Goal: Can you copy the lines below word for word, leaving out any pictures?
## Begin Records provided
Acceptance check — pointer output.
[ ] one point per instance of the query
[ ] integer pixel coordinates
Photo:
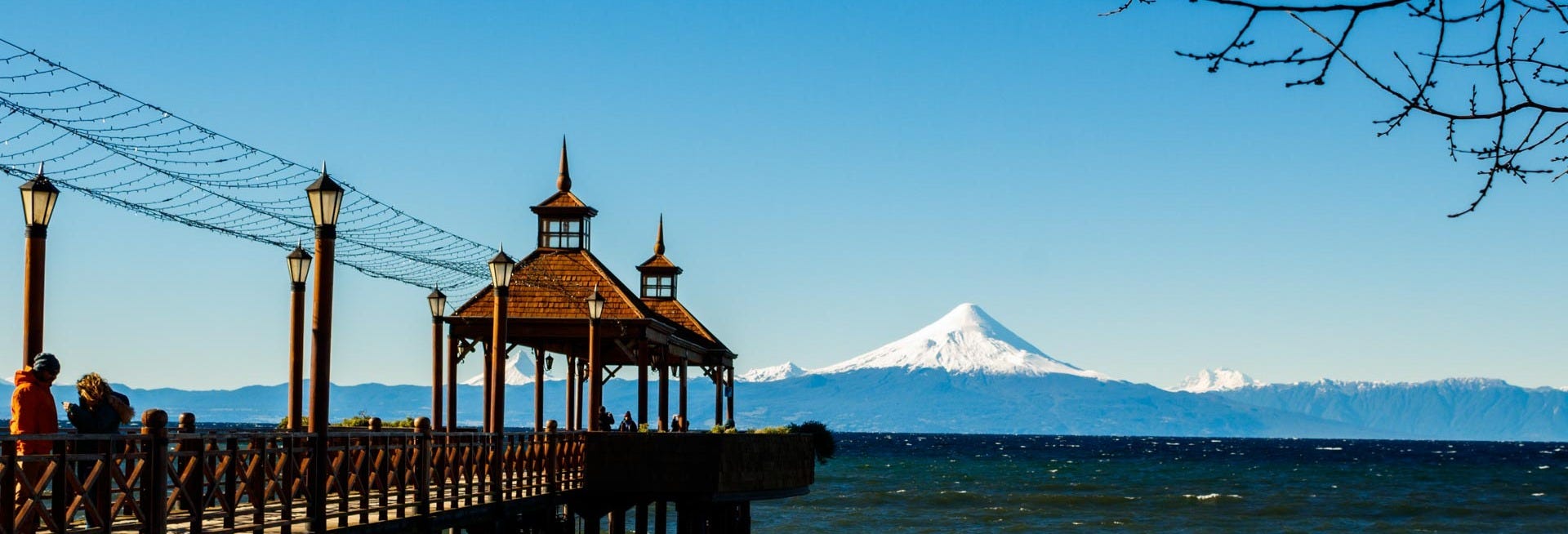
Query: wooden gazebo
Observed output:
(648, 331)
## End Records provided
Exercise solution:
Acceptance check — pointer output.
[ ] one point per instance of the query
[ ] integer pixel coordinates
Photo:
Query: wooden gazebo
Observed output:
(648, 331)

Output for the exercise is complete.